*GOAL OF THE EXERCISE*. Format the stretch of data below from the line containing "Target: framed beach painting" through the line containing "[[[321,88],[322,101],[322,123],[327,124],[327,84]]]", both included, as a numbered list. Omit blank lines and leave the picture out.
== EXERCISE MATERIALS ==
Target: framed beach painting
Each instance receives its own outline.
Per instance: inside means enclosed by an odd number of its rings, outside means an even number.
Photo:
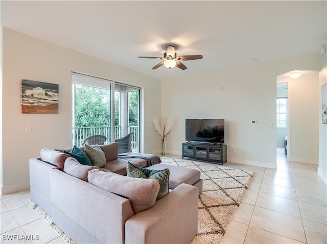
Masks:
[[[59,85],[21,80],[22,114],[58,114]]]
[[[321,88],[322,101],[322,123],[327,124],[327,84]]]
===
== EXERCISE MATERIALS ==
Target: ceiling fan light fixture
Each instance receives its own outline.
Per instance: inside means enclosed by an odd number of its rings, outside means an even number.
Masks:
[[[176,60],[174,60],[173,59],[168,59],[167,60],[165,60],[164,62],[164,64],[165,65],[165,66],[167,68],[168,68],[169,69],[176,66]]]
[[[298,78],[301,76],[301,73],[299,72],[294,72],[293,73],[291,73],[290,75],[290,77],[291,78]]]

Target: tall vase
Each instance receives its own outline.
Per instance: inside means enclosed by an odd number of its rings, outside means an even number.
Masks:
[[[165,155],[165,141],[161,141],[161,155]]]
===
== EXERCISE MATERIALS ==
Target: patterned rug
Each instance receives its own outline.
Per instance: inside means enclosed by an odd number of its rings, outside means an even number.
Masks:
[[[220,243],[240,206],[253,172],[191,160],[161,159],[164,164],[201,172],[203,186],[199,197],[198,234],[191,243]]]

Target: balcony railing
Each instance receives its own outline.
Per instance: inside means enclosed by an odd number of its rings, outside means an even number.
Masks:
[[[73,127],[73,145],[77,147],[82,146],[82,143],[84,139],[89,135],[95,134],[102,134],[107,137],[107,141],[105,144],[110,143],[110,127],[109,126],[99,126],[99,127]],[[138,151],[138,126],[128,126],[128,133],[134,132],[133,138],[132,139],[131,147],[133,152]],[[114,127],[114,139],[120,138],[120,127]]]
===
*WRITTEN RESPONSE*.
1. Target: framed beach painting
2. Each instance receives its own outline.
3. Per instance: inside means enclosed by an odd number of its rings, outside means an even number.
4. Photo:
5. Masks:
6. [[[59,85],[21,80],[22,114],[58,114]]]
7. [[[321,88],[322,101],[322,123],[327,124],[327,84]]]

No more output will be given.